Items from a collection
● ● ● ●
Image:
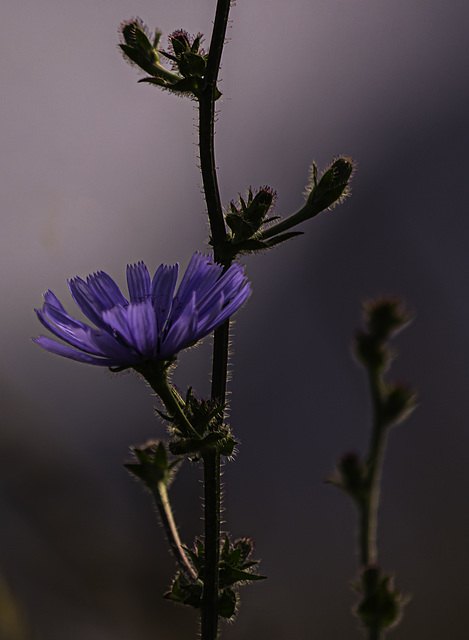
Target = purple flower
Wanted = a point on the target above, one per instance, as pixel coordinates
(155, 324)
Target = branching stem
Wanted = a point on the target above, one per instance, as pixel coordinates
(209, 614)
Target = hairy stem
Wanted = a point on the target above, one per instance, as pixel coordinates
(160, 493)
(209, 613)
(370, 503)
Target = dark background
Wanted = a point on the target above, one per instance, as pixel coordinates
(98, 171)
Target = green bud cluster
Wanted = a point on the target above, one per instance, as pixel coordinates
(189, 61)
(209, 432)
(332, 187)
(235, 569)
(381, 605)
(246, 220)
(153, 466)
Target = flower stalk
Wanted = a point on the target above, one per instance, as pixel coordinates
(211, 459)
(381, 606)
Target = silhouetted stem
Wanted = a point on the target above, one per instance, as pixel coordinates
(209, 613)
(166, 514)
(370, 503)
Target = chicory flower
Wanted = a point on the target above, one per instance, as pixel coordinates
(154, 324)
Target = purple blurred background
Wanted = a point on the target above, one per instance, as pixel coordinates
(98, 171)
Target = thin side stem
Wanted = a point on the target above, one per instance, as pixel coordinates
(158, 381)
(209, 613)
(166, 514)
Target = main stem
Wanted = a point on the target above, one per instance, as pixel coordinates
(369, 506)
(209, 613)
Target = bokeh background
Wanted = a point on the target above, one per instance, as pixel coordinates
(98, 171)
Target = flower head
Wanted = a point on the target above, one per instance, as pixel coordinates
(154, 324)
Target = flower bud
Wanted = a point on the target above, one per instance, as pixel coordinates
(385, 317)
(332, 187)
(381, 605)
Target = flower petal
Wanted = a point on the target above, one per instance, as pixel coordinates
(138, 282)
(182, 333)
(142, 323)
(105, 291)
(162, 291)
(86, 301)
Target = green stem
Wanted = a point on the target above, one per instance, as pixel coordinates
(158, 380)
(209, 613)
(160, 493)
(369, 507)
(370, 503)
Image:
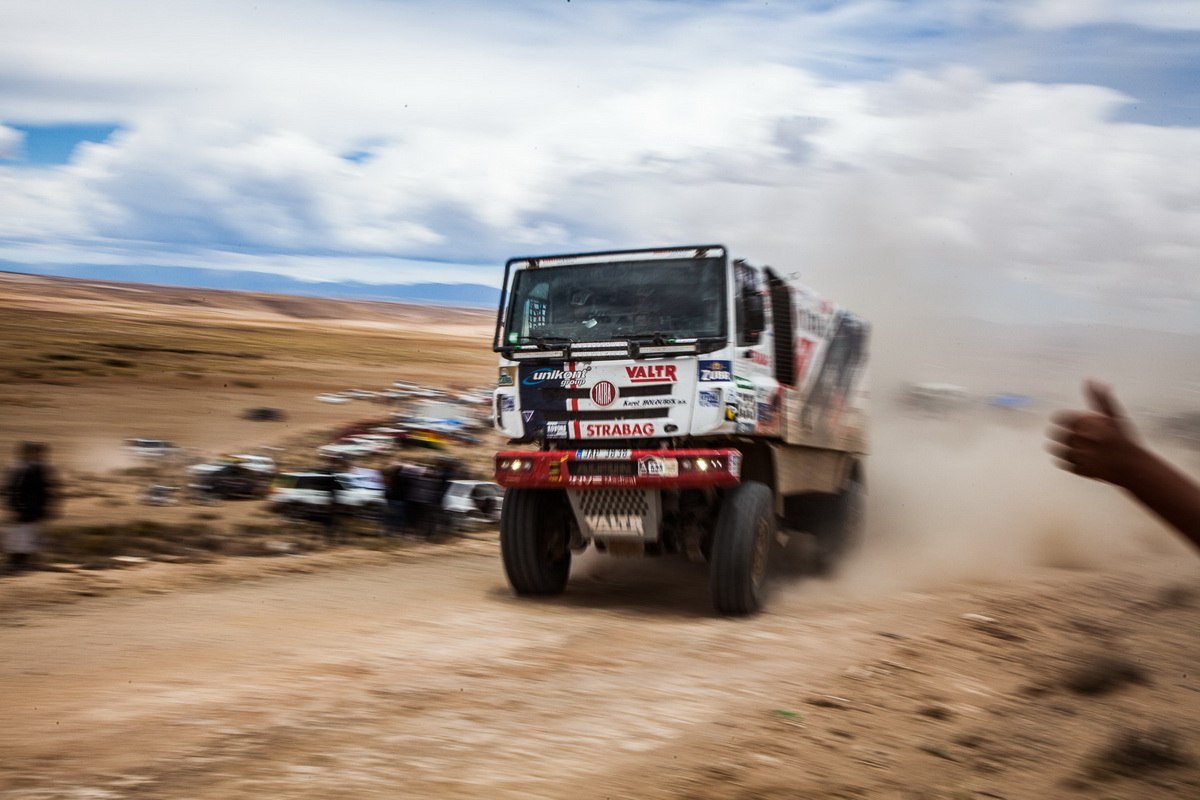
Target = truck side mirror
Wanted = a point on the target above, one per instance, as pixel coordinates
● ● ● ●
To do: Switch "pixel coordinates" to "image coordinates" throughout the items above, leaving every other word unchanged. Write the items out again without the pictures.

Exercise solution:
Image:
Target = purple flower
Wanted = a point on the target above, one per instance, as image coordinates
(155, 324)
Target = branching stem
Wanted = a point on the target above, one per instance, as image coordinates
(209, 614)
Target = hairy stem
Wanted = a point on the target above, one per instance, as image coordinates
(160, 493)
(209, 613)
(370, 503)
Target = dark background
Wanted = a point on the target above, one per instance, as image coordinates
(98, 171)
Target = green bud cluster
Wanted = a point on the target above, one per instance, as image coordinates
(189, 61)
(209, 432)
(332, 187)
(235, 569)
(381, 605)
(246, 220)
(153, 466)
Target = flower stalk
Wanted = a point on the target above, one per instance, as image coordinates
(211, 459)
(381, 606)
Target = silhouetted stem
Wanted = a point on the target above, one per instance, as image coordinates
(209, 613)
(166, 514)
(370, 503)
Target = chicory flower
Wanted = a point on the target above, one per instance, as image coordinates
(154, 324)
Target = purple blurred background
Wanted = a point on the target above, one per instance, as image coordinates
(98, 171)
Target = thin side stem
Wanted = a point on the target above, one per instance, as image coordinates
(158, 381)
(209, 613)
(166, 514)
Target = main stem
Wanted = a point on the target above, one per instance, as image coordinates
(369, 506)
(209, 613)
Target = bokeh background
Wanted = a point on the target above, one per instance, as image coordinates
(98, 171)
Target = flower head
Wanted = a point on the target above, one per instance, as image coordinates
(154, 324)
Target = flower bud
Wanted = a point on the target above, one per instance, as image coordinates
(385, 317)
(332, 187)
(381, 605)
Target = flower petal
Wanted = a point on the target above, one per instance, as image coordinates
(138, 282)
(182, 333)
(142, 323)
(105, 291)
(162, 291)
(86, 301)
Target = green stem
Wanted = a point on the target above, one per instance, as image coordinates
(158, 380)
(209, 613)
(160, 493)
(369, 507)
(370, 503)
Image:
Target = truck side mirror
Wanted = a point on the target above, one per instance, as image coordinates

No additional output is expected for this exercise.